**Assigned task**
Reproduce the entire listing word for word.

╭─ Records supplied

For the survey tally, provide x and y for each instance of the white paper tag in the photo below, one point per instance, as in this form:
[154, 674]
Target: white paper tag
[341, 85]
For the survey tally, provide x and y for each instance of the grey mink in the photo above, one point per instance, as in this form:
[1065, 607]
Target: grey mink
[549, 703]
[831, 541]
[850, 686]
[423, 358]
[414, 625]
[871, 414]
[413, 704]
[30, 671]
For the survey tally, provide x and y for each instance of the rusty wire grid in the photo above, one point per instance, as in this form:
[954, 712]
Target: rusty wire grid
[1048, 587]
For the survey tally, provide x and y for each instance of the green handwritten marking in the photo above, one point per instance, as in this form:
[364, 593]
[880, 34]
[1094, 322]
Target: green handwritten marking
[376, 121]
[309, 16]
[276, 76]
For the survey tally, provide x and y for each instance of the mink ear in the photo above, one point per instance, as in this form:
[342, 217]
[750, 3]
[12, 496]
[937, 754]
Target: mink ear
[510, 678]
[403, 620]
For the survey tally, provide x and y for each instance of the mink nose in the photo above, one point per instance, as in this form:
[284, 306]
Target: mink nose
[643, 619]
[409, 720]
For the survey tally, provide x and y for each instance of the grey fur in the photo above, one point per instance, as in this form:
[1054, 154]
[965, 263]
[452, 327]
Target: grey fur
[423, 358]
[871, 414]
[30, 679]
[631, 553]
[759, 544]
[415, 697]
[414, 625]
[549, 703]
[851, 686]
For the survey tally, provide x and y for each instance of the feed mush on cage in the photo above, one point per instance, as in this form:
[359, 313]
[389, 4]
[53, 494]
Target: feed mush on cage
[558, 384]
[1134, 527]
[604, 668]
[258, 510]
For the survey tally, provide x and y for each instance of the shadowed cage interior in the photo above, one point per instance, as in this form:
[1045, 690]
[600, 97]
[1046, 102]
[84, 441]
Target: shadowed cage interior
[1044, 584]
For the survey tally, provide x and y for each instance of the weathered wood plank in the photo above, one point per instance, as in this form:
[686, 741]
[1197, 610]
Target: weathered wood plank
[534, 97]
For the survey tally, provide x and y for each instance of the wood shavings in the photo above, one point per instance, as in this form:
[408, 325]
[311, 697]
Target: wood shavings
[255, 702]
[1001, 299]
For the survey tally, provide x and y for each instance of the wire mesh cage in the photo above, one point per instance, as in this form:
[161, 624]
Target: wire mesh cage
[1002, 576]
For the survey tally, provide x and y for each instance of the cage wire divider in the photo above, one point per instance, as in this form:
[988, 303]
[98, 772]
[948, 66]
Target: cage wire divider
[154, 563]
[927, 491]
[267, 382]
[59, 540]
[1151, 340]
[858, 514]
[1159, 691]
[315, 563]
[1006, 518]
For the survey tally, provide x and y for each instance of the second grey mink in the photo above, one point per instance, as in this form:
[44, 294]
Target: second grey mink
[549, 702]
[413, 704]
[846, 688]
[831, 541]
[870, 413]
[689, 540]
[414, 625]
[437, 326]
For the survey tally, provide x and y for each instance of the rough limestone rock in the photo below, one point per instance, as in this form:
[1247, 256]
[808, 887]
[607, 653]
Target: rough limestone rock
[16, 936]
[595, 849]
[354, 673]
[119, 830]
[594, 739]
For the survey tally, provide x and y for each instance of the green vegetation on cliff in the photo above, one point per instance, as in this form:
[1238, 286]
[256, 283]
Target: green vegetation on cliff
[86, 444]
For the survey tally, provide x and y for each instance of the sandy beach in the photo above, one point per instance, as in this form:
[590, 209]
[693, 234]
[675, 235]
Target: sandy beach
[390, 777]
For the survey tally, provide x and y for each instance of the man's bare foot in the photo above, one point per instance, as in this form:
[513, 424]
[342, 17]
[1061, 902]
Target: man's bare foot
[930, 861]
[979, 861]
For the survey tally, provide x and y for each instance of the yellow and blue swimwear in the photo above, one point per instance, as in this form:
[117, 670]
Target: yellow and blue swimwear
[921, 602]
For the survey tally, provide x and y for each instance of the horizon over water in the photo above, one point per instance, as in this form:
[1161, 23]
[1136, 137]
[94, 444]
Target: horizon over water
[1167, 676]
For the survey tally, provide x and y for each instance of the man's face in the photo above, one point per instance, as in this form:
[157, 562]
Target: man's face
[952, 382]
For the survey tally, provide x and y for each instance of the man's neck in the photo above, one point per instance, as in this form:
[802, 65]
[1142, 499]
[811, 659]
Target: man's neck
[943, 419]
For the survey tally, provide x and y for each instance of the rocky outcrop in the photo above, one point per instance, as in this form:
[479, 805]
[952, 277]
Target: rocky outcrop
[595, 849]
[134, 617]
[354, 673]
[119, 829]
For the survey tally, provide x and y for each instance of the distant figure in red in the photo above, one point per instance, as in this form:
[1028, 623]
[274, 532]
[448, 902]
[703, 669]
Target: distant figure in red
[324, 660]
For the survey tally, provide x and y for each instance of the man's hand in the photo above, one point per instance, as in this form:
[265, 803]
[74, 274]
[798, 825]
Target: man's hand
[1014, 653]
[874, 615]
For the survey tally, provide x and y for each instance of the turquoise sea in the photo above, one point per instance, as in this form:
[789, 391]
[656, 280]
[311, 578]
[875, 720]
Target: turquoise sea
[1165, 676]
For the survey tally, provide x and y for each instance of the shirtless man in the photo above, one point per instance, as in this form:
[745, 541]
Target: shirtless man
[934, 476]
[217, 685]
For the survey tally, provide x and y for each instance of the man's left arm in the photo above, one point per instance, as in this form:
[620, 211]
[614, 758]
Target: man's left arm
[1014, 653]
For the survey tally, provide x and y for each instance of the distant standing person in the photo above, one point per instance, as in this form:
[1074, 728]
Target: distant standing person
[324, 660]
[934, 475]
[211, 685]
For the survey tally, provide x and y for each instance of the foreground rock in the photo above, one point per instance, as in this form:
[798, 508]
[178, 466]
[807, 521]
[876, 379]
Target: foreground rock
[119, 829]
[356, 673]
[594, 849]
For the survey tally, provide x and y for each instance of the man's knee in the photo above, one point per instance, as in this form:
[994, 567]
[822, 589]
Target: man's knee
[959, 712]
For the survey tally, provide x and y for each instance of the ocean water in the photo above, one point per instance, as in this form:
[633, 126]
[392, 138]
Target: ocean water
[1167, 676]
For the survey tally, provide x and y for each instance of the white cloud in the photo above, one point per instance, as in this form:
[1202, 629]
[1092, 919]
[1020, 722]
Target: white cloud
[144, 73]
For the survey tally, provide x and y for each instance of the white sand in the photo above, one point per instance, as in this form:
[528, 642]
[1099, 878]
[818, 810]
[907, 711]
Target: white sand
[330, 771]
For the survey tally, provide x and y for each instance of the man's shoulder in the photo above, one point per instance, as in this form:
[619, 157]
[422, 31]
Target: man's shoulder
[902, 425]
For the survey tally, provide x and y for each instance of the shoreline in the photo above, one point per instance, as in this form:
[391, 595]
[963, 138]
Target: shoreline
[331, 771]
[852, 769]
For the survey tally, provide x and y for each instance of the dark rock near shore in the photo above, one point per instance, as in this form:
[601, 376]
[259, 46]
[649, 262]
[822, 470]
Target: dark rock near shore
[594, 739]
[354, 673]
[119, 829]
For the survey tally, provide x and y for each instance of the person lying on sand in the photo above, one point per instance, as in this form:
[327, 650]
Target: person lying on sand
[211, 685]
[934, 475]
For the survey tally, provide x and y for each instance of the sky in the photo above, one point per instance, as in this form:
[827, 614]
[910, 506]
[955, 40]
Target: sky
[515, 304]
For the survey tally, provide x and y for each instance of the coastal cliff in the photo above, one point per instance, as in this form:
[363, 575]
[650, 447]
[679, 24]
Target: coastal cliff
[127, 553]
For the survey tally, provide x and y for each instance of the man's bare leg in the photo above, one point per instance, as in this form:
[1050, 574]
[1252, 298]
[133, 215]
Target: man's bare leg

╰─

**Answer to this problem**
For the survey tally, provide x and y for each instance of the white paper tag in the photo below, one point per instance, as in this form:
[154, 674]
Target: white paper tag
[341, 85]
For the survey tally, provide x and y for each instance of the grey mink in the photo above, one point per instance, as in this form:
[1065, 607]
Target: grey mink
[549, 703]
[831, 541]
[850, 686]
[423, 358]
[414, 625]
[871, 414]
[413, 704]
[30, 671]
For the survey tally, provide x and y for each instance of the rusty wire grid in the photo above, one point per instance, as in this form:
[954, 712]
Target: rusty wire grid
[1048, 587]
For the survey tally, provide x and y for each instance of the green handwritten marking in the photo above, one point per instance, as in this form:
[364, 593]
[880, 34]
[1094, 322]
Target: green handwritten marking
[376, 121]
[309, 16]
[276, 76]
For the survey tally, provide x and y for each instance of the mink ear in the photo above, one point per instance, as in this form:
[342, 217]
[750, 3]
[12, 496]
[937, 754]
Target: mink ear
[510, 678]
[403, 620]
For the survey tally, provide x and y for each instance of the mink nose in the photo above, one point per instance, as in this form:
[284, 306]
Target: mink nose
[643, 619]
[409, 720]
For the survey tally, provide x and y for each instance of the grey fur in the photo above, one point per instance, as in this form:
[1054, 154]
[965, 263]
[452, 327]
Target: grey fur
[423, 358]
[871, 414]
[30, 679]
[631, 553]
[759, 544]
[415, 697]
[414, 625]
[549, 703]
[851, 686]
For the survey tally, provide x and y for each instance of the feed mush on cage in the photo above, one point per instance, as in this form:
[359, 313]
[389, 4]
[53, 494]
Target: feed mush on cage
[558, 384]
[1134, 527]
[604, 668]
[258, 510]
For the survey tally, provide x and y for each instance of the shadowed cage interior in the photo above, one point per instance, as in this form:
[1045, 690]
[600, 97]
[1046, 102]
[84, 441]
Target: shadowed cage interior
[1044, 584]
For the survey tally, provide x and y for each instance of the weathered wood plank in the photo above, one point per instance, as in this form:
[686, 741]
[1197, 610]
Target: weathered wood plank
[534, 97]
For the survey tally, provide x and y for each instance of the wood shavings in the photo above, one point per instance, as in this form:
[408, 325]
[311, 697]
Target: wood shavings
[255, 702]
[1001, 299]
For the survey tally, provide x and y for each instance of the wire mesh cage in the photo above, one point per instance, as in this form:
[161, 624]
Target: wire mesh cage
[1002, 576]
For the survey tally, provide x and y for each instance of the cage wire divider in the photo above, one point per instance, as in this form:
[988, 303]
[98, 772]
[948, 66]
Target: cage wire divider
[154, 563]
[927, 491]
[267, 382]
[59, 540]
[1151, 340]
[858, 514]
[1159, 691]
[315, 563]
[1006, 518]
For the survey tally, provide x and y for each instance of the second grey mink in the photo above, one point per instance, as in this form:
[44, 294]
Target: second grey mink
[549, 702]
[413, 704]
[846, 688]
[831, 541]
[870, 413]
[689, 540]
[414, 625]
[437, 326]
For the survey tally, provide x and y for each instance of the rough limestone rock in the photo below, one point per instance, as in this form:
[1247, 256]
[808, 887]
[607, 653]
Target: rough limestone rock
[16, 936]
[595, 849]
[354, 673]
[119, 830]
[594, 739]
For the survey tally, provide x and y for each instance of the green vegetation on cliff in the photo above, one point per instance, as in this form:
[1238, 286]
[256, 283]
Target: green vegetation on cliff
[86, 444]
For the survey tally, provide x and y for each instance of the sandy beach in the photo above, one point per instance, as in this form:
[590, 209]
[693, 234]
[675, 235]
Target: sandy beach
[390, 777]
For the survey tally, provide x and y for each instance of the man's bare foot in the photo above, one point per instance, as in this form:
[513, 424]
[342, 17]
[1061, 902]
Target: man's bare foot
[930, 861]
[979, 861]
For the survey tally, provide x and y for each instance of the yellow and blue swimwear in the photo above, one point per instance, as in this form:
[117, 670]
Target: yellow and blue swimwear
[921, 602]
For the survey tally, provide x and y for each instance of the horizon over water in the photo above, one point per instance, as in this form:
[1161, 23]
[1136, 137]
[94, 444]
Target: horizon over water
[1167, 676]
For the survey tally, provide x and y for each instance of the man's face in the photo above, one point per instance, as in this form:
[157, 562]
Target: man's face
[952, 382]
For the survey tally, provide x and y for each instance of the man's neck in the photo above, one point per instance, as in this form:
[802, 65]
[1142, 499]
[811, 659]
Target: man's neck
[943, 419]
For the survey tally, provide x and y for each instance of the rocky outcrop in the photo above, one point per instance, as in this form:
[479, 805]
[952, 277]
Target: rocky outcrop
[595, 849]
[134, 617]
[354, 673]
[119, 829]
For the survey tally, provide x and y for each instance of the distant figure in red in the photo above, one point per instance, as in this form:
[1028, 623]
[274, 532]
[448, 902]
[703, 669]
Target: distant figure in red
[324, 660]
For the survey tally, provide x and y for each instance of the man's hand in the photo above, one point per instance, as in this form:
[265, 803]
[74, 274]
[798, 825]
Target: man's hand
[1014, 653]
[874, 615]
For the survey tally, provide x and y for each instance of the turquoise sea in the photo above, one point per instance, as in this form:
[789, 391]
[656, 280]
[311, 578]
[875, 720]
Target: turquoise sea
[1165, 676]
For the survey tally, provide x and y for each instance of the shirtless man in the photo above, one point per instance, as in this form:
[745, 541]
Target: shirtless man
[934, 476]
[217, 685]
For the survey tally, provide x and y for each instance of the man's left arm in the photo above, one point per instance, as in this form:
[620, 211]
[614, 758]
Target: man's left arm
[1014, 653]
For the survey tally, provide x and y for each instance of the distant standing person in the photo above, one point per instance, as in this form:
[1074, 728]
Target: distant standing person
[324, 660]
[934, 475]
[211, 685]
For the survey tally, provide x and y for each instance of the foreground rock in the photo above, one point per instance, as in this form:
[798, 508]
[178, 466]
[807, 521]
[876, 379]
Target: foreground rock
[119, 829]
[356, 673]
[594, 849]
For the survey tally, provide x and y for each instance of the man's knee in the photo above, one point per instance, as in this form:
[994, 567]
[822, 589]
Target: man's knee
[959, 712]
For the survey tally, provide x and y for each instance of the ocean water in the photo above, one point per instance, as in this form:
[633, 126]
[392, 138]
Target: ocean water
[1167, 676]
For the survey tally, provide x and y for each instance of the white cloud in the photo above, one point per instance, as in this form:
[1202, 629]
[1092, 919]
[1020, 722]
Target: white cloud
[144, 73]
For the survey tally, provide x and y for each instance of the white sand in the photo above, one point per instance, as in this form:
[528, 642]
[1099, 878]
[818, 810]
[907, 711]
Target: white sand
[330, 771]
For the survey tally, provide x and y for each instance of the man's shoulder in the photo above, one point per instance, as in this form:
[619, 157]
[422, 31]
Target: man's shoulder
[902, 425]
For the survey tally, provide x and y for each instance of the shoreline in the photo above, one point per instance, as in this form:
[391, 595]
[963, 138]
Target: shoreline
[331, 771]
[852, 769]
For the survey tally, provide x and y for each instance of the dark rock near shore in the photo above, one point per instance, as in this form:
[601, 376]
[259, 46]
[649, 262]
[822, 470]
Target: dark rock near shore
[594, 739]
[354, 673]
[119, 829]
For the survey tally, provide x and y for each instance of the person lying on sand in the photo above, one point per instance, as in this form:
[327, 650]
Target: person lying on sand
[211, 685]
[934, 475]
For the survey tally, provide x and y for each instance of the sky in the photo above, one point per instance, as in this form:
[827, 614]
[910, 506]
[955, 40]
Target: sky
[515, 304]
For the survey tally, provide x and y for each instance of the coastal cliff in the photo above, one point per instance, as in this form:
[363, 575]
[650, 447]
[679, 24]
Target: coastal cliff
[127, 553]
For the survey tally, provide x and y for each instance of the man's bare leg in the photo above, one point per instance, as in this form:
[1050, 574]
[1252, 298]
[133, 215]
Target: man's bare leg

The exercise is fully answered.